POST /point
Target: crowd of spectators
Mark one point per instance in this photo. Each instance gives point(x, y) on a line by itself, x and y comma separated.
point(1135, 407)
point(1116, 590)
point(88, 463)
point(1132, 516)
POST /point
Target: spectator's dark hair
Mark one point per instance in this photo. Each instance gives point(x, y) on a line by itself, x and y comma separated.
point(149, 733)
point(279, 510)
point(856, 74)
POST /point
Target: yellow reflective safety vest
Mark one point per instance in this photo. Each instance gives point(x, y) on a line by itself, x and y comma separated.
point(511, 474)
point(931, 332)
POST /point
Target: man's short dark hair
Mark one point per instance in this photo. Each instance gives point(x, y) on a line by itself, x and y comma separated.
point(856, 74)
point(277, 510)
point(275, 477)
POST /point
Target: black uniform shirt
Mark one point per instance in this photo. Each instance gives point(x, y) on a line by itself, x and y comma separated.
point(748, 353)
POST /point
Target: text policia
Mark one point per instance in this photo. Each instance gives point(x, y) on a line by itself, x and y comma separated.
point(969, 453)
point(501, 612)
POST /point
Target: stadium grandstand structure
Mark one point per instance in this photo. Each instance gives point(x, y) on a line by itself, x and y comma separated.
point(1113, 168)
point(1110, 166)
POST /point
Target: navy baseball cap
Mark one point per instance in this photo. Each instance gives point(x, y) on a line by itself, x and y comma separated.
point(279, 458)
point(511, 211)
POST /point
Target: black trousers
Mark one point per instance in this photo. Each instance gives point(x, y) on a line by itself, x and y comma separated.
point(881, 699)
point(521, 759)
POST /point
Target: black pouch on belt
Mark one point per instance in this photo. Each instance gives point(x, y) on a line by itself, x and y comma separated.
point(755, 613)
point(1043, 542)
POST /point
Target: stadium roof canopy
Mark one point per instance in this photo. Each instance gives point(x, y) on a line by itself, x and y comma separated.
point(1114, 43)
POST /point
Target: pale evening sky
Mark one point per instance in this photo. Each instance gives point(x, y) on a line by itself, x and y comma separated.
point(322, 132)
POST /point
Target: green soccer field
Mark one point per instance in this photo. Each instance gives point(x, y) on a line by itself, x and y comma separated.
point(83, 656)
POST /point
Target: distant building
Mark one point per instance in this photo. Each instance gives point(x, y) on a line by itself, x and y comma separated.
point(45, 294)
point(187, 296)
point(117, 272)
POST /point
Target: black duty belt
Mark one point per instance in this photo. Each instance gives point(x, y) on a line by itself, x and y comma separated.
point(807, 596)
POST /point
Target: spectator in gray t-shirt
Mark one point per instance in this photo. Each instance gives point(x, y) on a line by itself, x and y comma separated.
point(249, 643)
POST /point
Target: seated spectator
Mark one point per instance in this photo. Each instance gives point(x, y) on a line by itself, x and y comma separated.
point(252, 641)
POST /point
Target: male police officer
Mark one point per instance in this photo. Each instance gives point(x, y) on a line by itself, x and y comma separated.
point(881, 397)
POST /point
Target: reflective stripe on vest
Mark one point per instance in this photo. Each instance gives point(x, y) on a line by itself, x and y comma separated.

◆ **Aim**
Please copy all of the records above line for line, changing nothing.

◆ **Solution to this exercise**
POST /point
Target: crowd of spectators
Mark one point per instance in this photo. Each instance gives point(x, y) on a line by itself, x and y comma separated.
point(1135, 407)
point(1116, 590)
point(88, 463)
point(1132, 516)
POST /point
Target: spectator's dark hair
Mark one point per instance in this photo. Each instance gives point(x, y) on a line by itself, x and y comma separated.
point(149, 733)
point(279, 510)
point(856, 74)
POST /point
Target: yellow reflective safety vest
Mark one point per instance in this photo. Each instance gives point(x, y) on a line by itself, x and y comma separated.
point(511, 474)
point(931, 332)
POST /point
Target: man's short dark hair
Mark one point per instance in this photo. Each instance gives point(x, y) on a line by itself, x and y comma separated.
point(856, 74)
point(277, 510)
point(275, 477)
POST /point
Target: black uniform shirt
Mark one point per instance in this photo. Each instance gives point(x, y) on a line by itself, x and y comma separated.
point(748, 353)
POST /point
Target: text policia
Mark one point per instance in this photo. Each instance gives point(x, y) on a line by itself, x and y comma separated.
point(969, 453)
point(501, 612)
POST /point
Target: stadium grandstand structure
Mark one point per instance in this photo. Each instance gives point(x, y) on a line by itself, x and y comma separated.
point(1113, 168)
point(1110, 166)
POST /point
Target: navy baseball cap
Mark one point per instance in this photo. Each instance gives point(x, y) on a line by itself, x and y comma separated.
point(279, 458)
point(511, 211)
POST /point
Target: black trousers
Mark one point per instance in this photo. Each instance gives point(x, y) on a line by itself, x and y comma separated.
point(881, 699)
point(521, 759)
POST /point
Target: black pouch on belt
Mark one point per instance in this photo. Each instance gives point(x, y) on a line by itself, x and y comma separated.
point(755, 613)
point(1043, 542)
POST /point
Target: stadium roof canopy
Mark one point per instance in this photo. Each instance gives point(x, y) on a line by itself, x and y comma separated.
point(1114, 43)
POST /point
Target: pale evening sky
Mark one point per instance in this photo. Each instance gives point(x, y) on a line by itself, x and y comma separated.
point(322, 132)
POST /point
Target: green soccer field
Mark one point per instance in this photo. Each instance gives point(x, y) on a line by itself, x and y comma separated.
point(83, 656)
POST /point
Target: distant building
Mark one point per instance in this photo. Each instance gives point(x, y) on a line by itself, x and y comma separated.
point(45, 294)
point(187, 296)
point(117, 272)
POST /point
Target: black duty belt
Mark one point per instance in this photo. Each instance gives point(x, y) on a line by itself, x and y comma separated.
point(807, 596)
POST /point
Target: spectator in gray t-shirt
Mark one point per instance in this photo. Each instance gives point(x, y) on a line by itself, x and y comma separated.
point(249, 643)
POST /point
Target: seated spectator
Mark one point per instance in this photo. Each instance gives point(x, y) on a line by itself, x and y comma separated.
point(252, 641)
POST /point
Target: male police officer
Mark one point per instance in this photo. Each instance gives point(x, y) on a line by itself, x and y comma separated.
point(881, 397)
POST /point
Target: reflective stripe on vest
Mark one point per instance in this photo. Each instance gives point(x, y) on a line by itself, x and y comma separated.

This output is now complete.